--- Source records ---
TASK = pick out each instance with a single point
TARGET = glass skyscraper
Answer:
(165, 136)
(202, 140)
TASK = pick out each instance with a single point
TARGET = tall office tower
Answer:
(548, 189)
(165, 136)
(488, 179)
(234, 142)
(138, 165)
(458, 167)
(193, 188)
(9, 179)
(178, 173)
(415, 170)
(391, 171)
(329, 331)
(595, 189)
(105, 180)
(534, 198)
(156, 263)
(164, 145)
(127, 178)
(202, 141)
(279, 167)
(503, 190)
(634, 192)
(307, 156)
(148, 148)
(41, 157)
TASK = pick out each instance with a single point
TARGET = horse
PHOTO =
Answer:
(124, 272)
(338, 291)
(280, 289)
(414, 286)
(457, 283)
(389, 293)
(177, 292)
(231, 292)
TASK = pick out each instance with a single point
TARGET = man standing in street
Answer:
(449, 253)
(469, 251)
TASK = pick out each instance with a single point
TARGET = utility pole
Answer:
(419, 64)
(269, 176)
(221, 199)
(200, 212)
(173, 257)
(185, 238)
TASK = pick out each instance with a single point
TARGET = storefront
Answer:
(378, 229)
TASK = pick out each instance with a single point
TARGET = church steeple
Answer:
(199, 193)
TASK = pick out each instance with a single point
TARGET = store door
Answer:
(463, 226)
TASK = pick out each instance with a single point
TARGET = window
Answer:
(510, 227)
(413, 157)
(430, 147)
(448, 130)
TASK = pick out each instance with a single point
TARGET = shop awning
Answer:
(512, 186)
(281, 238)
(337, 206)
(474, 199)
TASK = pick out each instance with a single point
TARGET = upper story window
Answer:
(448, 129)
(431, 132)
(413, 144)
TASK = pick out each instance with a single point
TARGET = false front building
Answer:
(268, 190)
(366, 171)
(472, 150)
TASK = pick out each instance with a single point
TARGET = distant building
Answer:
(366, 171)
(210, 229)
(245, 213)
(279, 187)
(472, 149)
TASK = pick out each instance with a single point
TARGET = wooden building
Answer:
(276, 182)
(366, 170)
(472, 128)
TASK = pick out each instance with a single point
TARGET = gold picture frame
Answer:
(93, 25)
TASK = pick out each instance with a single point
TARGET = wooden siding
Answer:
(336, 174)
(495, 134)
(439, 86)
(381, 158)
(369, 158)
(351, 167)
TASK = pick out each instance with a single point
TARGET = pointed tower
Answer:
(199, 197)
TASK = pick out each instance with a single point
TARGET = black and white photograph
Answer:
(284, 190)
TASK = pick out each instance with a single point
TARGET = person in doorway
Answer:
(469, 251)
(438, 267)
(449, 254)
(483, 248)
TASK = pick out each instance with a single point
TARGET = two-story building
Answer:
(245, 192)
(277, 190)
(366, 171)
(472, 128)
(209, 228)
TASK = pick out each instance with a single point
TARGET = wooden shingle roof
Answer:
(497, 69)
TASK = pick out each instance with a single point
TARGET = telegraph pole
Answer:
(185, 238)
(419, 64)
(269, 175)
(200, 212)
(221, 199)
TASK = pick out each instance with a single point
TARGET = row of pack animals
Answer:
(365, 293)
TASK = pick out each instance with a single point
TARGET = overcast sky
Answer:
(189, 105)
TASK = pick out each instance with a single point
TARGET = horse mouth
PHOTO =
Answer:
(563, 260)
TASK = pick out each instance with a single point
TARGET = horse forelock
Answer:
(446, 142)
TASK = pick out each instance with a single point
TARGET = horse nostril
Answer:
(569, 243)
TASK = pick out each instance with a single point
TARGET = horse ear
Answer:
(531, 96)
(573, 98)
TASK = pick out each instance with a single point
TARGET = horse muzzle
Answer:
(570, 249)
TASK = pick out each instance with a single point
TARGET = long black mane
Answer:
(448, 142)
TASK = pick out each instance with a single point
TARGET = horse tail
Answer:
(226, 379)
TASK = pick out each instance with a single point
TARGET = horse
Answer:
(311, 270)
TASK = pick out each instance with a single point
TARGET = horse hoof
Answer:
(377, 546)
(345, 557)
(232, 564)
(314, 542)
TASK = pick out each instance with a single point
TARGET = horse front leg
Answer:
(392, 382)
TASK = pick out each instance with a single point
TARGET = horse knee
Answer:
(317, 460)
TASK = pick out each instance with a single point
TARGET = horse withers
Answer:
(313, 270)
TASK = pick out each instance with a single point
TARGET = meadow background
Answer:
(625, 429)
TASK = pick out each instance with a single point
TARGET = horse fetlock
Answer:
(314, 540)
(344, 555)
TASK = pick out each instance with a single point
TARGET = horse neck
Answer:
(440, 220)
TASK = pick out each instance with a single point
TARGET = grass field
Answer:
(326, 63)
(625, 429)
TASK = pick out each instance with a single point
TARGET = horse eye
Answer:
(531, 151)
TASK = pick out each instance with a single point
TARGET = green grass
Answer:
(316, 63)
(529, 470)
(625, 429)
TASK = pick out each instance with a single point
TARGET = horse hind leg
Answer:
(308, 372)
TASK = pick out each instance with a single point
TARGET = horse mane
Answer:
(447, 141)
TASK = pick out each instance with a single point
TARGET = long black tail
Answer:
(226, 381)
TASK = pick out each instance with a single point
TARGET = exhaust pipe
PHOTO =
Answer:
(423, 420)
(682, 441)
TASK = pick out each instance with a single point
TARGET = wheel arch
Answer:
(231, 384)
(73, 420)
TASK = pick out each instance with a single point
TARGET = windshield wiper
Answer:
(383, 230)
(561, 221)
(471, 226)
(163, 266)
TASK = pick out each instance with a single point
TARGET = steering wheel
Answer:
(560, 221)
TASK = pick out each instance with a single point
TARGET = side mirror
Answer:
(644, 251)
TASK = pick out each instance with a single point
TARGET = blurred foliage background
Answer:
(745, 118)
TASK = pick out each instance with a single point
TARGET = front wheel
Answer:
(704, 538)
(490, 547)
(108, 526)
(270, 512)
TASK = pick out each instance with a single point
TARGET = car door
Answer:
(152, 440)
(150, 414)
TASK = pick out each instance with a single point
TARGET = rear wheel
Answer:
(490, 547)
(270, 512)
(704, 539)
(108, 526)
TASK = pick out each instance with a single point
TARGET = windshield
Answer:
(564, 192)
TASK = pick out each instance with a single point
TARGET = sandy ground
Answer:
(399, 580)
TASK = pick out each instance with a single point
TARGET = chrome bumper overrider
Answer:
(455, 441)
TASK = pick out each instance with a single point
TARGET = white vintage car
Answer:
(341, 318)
---
> Your goal:
Without changing a word, restate the whole listing.

> Answer below:
TASK = pick out each instance with a single point
TARGET = glass skyscraper
Answer:
(165, 136)
(202, 140)
TASK = pick out each instance with a single point
TARGET = tall office tower
Answer:
(548, 189)
(165, 136)
(488, 179)
(234, 142)
(138, 165)
(458, 167)
(193, 188)
(9, 179)
(178, 173)
(415, 170)
(391, 171)
(329, 331)
(595, 189)
(105, 180)
(534, 198)
(156, 263)
(164, 145)
(127, 178)
(202, 141)
(279, 167)
(503, 190)
(634, 192)
(307, 156)
(148, 148)
(41, 157)
TASK = pick out each instance with a single point
TARGET = horse
PHOTO =
Answer:
(124, 272)
(338, 291)
(280, 289)
(414, 286)
(457, 283)
(389, 293)
(177, 292)
(231, 292)
TASK = pick out each instance with a single point
TARGET = man standing in street
Answer:
(449, 253)
(469, 251)
TASK = pick out each instance with a single point
TARGET = utility pole
Answer:
(419, 64)
(269, 176)
(221, 199)
(200, 212)
(173, 257)
(185, 238)
TASK = pick out each instance with a single point
TARGET = storefront
Answer:
(378, 229)
TASK = pick out each instance with a single point
TARGET = church steeple
Answer:
(199, 193)
TASK = pick out each instance with a single point
TARGET = store door
Answer:
(463, 226)
TASK = pick out each instance with a single point
TARGET = window
Answer:
(510, 227)
(413, 157)
(430, 147)
(448, 130)
TASK = pick out each instance with a single point
TARGET = shop awning
Answer:
(512, 186)
(281, 238)
(337, 206)
(474, 199)
TASK = pick out each instance with a single point
TARGET = upper story window
Answer:
(448, 129)
(431, 132)
(413, 144)
TASK = pick out each instance with a single point
TARGET = false front building
Answer:
(268, 190)
(366, 171)
(472, 150)
TASK = pick out each instance with a single point
TARGET = distant building
Answer:
(366, 171)
(210, 229)
(245, 213)
(279, 187)
(472, 149)
TASK = pick out each instance with a single point
TARGET = wooden building
Answer:
(276, 182)
(366, 170)
(472, 128)
TASK = pick out each instance with a single point
TARGET = gold picture frame
Answer:
(93, 25)
TASK = pick out each instance with a single point
TARGET = wooden siding
Answer:
(336, 174)
(495, 134)
(439, 86)
(381, 158)
(369, 158)
(351, 167)
TASK = pick out each instance with a single point
TARGET = pointed tower
Answer:
(199, 197)
TASK = pick out each instance with a single point
TARGET = black and white photograph
Answer:
(284, 190)
TASK = pick out each instance with a single point
TARGET = person in doorway
Answer:
(469, 251)
(438, 267)
(449, 254)
(483, 248)
TASK = pick out each instance with a single point
TARGET = two-story building
Answer:
(245, 192)
(277, 190)
(366, 171)
(472, 128)
(209, 228)
TASK = pick out each instance with a single point
TARGET = wooden shingle roof
Answer:
(497, 69)
TASK = pick out each instance with a single point
TARGET = telegraph pole
Answer:
(185, 238)
(419, 64)
(269, 175)
(200, 212)
(221, 199)
TASK = pick out each instance with a single point
TARGET = row of pack animals
Answer:
(365, 293)
TASK = pick out each instance with a single point
TARGET = overcast sky
Answer:
(189, 105)
TASK = pick out each instance with a single point
TARGET = horse mouth
PHOTO =
Answer:
(563, 260)
TASK = pick out each instance with a single point
TARGET = horse forelock
Answer:
(446, 142)
TASK = pick out each instance with a single point
TARGET = horse nostril
Answer:
(569, 243)
TASK = pick out each instance with a single point
TARGET = horse ear
Answer:
(531, 96)
(573, 98)
TASK = pick out each instance with a single point
TARGET = horse muzzle
Answer:
(570, 249)
TASK = pick out each instance with a single point
TARGET = long black mane
Answer:
(448, 142)
TASK = pick out each instance with a single point
TARGET = horse tail
Answer:
(226, 379)
TASK = pick out each instance with a single point
TARGET = horse
Answer:
(311, 270)
TASK = pick out each instance with a single point
TARGET = horse hoof
Answer:
(377, 546)
(345, 557)
(232, 564)
(314, 542)
TASK = pick out each instance with a single point
TARGET = horse front leg
Answer:
(392, 382)
TASK = pick out each instance with a single point
TARGET = horse knee
Answer:
(317, 460)
TASK = pick out each instance with a single point
TARGET = horse withers
Answer:
(313, 270)
TASK = pick out each instance with a single point
TARGET = meadow background
Answer:
(625, 429)
TASK = pick out each instance with a single point
TARGET = horse fetlock
Answer:
(314, 540)
(344, 555)
TASK = pick out each instance with a single point
TARGET = horse neck
Answer:
(440, 220)
TASK = pick out each instance with a single point
TARGET = grass field
Answer:
(326, 63)
(625, 429)
TASK = pick out each instance with a single point
TARGET = horse eye
Answer:
(531, 151)
TASK = pick out each instance with a single point
TARGET = green grass
Answer:
(316, 63)
(529, 470)
(625, 429)
TASK = pick out each instance with a single point
TARGET = horse hind leg
Answer:
(308, 372)
TASK = pick out each instance with a single point
TARGET = horse mane
Answer:
(447, 141)
TASK = pick out each instance with a single point
TARGET = long black tail
Answer:
(226, 381)
TASK = pick out each instance with a single point
TARGET = exhaust pipe
PHOTO =
Answer:
(423, 420)
(682, 441)
TASK = pick out each instance with a single point
TARGET = wheel arch
Answer:
(231, 384)
(73, 420)
TASK = pick out each instance with a single point
TARGET = windshield wiper
Answer:
(383, 230)
(561, 221)
(471, 226)
(163, 266)
TASK = pick out each instance with a single point
TARGET = steering wheel
Answer:
(560, 221)
TASK = pick out each instance with a single point
TARGET = side mirror
Answer:
(644, 251)
TASK = pick out each instance with a single point
TARGET = blurred foliage background
Answer:
(745, 118)
TASK = pick out each instance with a single point
TARGET = front wheel
Answer:
(704, 538)
(490, 547)
(108, 526)
(270, 512)
TASK = pick out each instance with a single point
TARGET = car door
Answer:
(152, 440)
(150, 414)
TASK = pick out each instance with a single point
TARGET = rear wheel
Answer:
(490, 547)
(270, 512)
(704, 539)
(108, 526)
TASK = pick out each instance with a single point
TARGET = windshield
Answer:
(564, 192)
TASK = pick out each instance with a single point
TARGET = sandy ground
Answer:
(399, 580)
TASK = pick out each instance with a single point
TARGET = chrome bumper overrider
Answer:
(455, 441)
TASK = pick out each instance with a single point
TARGET = white vintage car
Answer:
(341, 318)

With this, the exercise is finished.